Given text
********************
Medford resident Maria Judge is a writer, storyteller and educator.  Her work has been published in The Boston Irish Reporter, Peace Corps Online, The Merton Seasonal, MIT Tech Talk, Dan Wakefield's The Story of Your Life: Writing a Spiritual Autobiography, and she has been a contributing writer to The Somerville News.  Her story I Went and Washed That Hair Right Offa my Head is included in the collection A Cup of Comfort for Breast Cancer Survivors; Inspiring Stories of Courage and Triumph, published by Adams Media.  Her cancer story was covered by Oprah Magazine, The Boston Globe and in Alexandra Johnson’s Leaving a Trace: On Keeping a JournalFox News, the WB Network and New England Cable News interviewed her about the photo exhibit she created during her treatment.

She currently serves as Executive Director of the OCI Healing Research Foundation and previously was Associate Dean at The Fletcher School of Law and Diplomacy at Tufts University, Administrative Officer for the Harvard-MIT Division of Health Sciences and Technology, and Director of Administration at Physicians for Human Rights.  She holds degrees from Holy Cross College and Northeastern University, and also studied at St. Louis University in Madrid, Spain. A member of the National Writers Union, Chicks Who Write and Grub Street Writers.

She read her stories in Washington D.C. as part of the celebration of the 40th anniversary of the Peace Corps.  Rave reviews followed her reading during a Holland America Lines Irish music cruise.  An experienced public speaker and performer who has served as Vice President of Education and Membership for Toastmasters at MIT, she also has spoken and performed readings in libraries, schools, churches, and pubs.

Statement

I am the grandchild of immigrants and the daughter of gypsies.

My paternal grandfather left his Irish home at the turn of the twentieth century and came to Boston, Massachusetts in search of a better future. My father and mother went the other way.  They left their Boston homes at the midpoint of the century and went to Ireland in search of their roots. That journey evolved into a fifteen-year peregrination that ultimately encompassed three continents, four countries, five ocean voyages, six schools, seven houses, ten children and thirteen steamer trunks. As a child, I thought my family was bizarre and never talked about our background and travels. But eventually I discovered that friends, and even strangers, were fascinated by my history and constantly asked me to tell stories. So I gathered them together into a memoir of our global adventures.

Carsick, Airsick, Seasick We Travel the World: A Childhood in Motion recounts my family’s wandering years and the seemingly effortless manner in which my parents criss-crossed the globe, each time with another trunk and another child in tow. Beginning with military service in World War II, continuing as American graduate students in Dublin in the 1950’s, moving on to their work with Catholic Relief Service in Germany in the 1950’s and culminating with service in the Peace Corps in Chile in the 1960’s, Eleanor and Jerome Judge participated in some of the major historical events and humanitarian efforts of the twentieth century. When our global adventures ended, we tried to blend into the most foreign country of all, the United States.

I look forward to reading selections from the memoir as part of West Medford Open Studios.
********************
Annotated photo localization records
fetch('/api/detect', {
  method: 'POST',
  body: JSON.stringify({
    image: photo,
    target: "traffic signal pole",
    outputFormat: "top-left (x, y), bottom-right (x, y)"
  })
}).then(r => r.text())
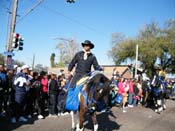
top-left (7, 0), bottom-right (18, 52)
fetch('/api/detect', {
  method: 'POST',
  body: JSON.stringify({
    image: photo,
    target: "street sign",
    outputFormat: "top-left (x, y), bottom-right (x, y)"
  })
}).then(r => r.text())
top-left (4, 52), bottom-right (15, 56)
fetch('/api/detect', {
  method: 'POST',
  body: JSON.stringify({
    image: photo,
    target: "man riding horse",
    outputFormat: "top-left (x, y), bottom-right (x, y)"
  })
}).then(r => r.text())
top-left (66, 40), bottom-right (113, 131)
top-left (68, 40), bottom-right (102, 88)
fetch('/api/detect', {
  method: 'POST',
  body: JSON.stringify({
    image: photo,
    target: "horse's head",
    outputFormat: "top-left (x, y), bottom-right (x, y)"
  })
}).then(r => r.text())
top-left (83, 73), bottom-right (112, 110)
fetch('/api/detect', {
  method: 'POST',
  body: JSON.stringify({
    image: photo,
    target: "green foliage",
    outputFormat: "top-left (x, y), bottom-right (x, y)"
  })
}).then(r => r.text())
top-left (109, 19), bottom-right (175, 76)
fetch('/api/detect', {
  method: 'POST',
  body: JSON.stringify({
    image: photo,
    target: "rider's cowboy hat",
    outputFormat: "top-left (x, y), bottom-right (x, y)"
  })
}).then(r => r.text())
top-left (81, 40), bottom-right (94, 49)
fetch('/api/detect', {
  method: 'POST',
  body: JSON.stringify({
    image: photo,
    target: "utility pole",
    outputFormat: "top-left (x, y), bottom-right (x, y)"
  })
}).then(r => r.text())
top-left (7, 0), bottom-right (18, 52)
top-left (135, 44), bottom-right (139, 78)
top-left (32, 54), bottom-right (35, 70)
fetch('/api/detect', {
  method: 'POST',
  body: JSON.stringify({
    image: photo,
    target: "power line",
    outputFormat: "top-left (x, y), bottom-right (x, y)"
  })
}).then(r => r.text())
top-left (16, 0), bottom-right (44, 23)
top-left (41, 5), bottom-right (107, 36)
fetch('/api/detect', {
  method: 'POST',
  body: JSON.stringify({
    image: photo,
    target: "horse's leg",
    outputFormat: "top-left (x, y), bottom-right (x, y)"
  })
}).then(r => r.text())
top-left (70, 111), bottom-right (76, 131)
top-left (78, 96), bottom-right (85, 131)
top-left (91, 112), bottom-right (98, 131)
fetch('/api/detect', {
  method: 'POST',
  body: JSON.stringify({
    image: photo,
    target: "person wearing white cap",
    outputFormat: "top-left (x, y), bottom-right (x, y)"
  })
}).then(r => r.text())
top-left (11, 65), bottom-right (29, 123)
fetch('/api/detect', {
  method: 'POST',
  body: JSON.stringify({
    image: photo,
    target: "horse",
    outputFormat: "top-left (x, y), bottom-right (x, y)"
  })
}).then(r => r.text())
top-left (65, 71), bottom-right (112, 131)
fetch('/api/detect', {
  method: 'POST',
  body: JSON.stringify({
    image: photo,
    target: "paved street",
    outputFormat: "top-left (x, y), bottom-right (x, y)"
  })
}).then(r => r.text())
top-left (0, 100), bottom-right (175, 131)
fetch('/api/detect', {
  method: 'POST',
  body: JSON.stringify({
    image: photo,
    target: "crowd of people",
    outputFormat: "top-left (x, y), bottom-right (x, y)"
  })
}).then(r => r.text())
top-left (0, 64), bottom-right (68, 123)
top-left (112, 69), bottom-right (175, 112)
top-left (0, 40), bottom-right (175, 127)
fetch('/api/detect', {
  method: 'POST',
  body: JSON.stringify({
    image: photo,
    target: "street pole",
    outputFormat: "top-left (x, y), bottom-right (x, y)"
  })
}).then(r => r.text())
top-left (32, 54), bottom-right (35, 70)
top-left (135, 44), bottom-right (139, 78)
top-left (7, 0), bottom-right (18, 52)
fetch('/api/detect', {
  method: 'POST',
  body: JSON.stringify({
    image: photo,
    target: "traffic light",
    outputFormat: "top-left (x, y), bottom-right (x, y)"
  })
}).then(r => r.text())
top-left (12, 33), bottom-right (24, 50)
top-left (18, 36), bottom-right (24, 50)
top-left (12, 33), bottom-right (19, 48)
top-left (66, 0), bottom-right (75, 3)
********************
According to the biography of Maria Judge, what organization does she currently serve as Executive Director? The records have no connection to the biography of Maria Judge.

The OCI Healing Research Foundation.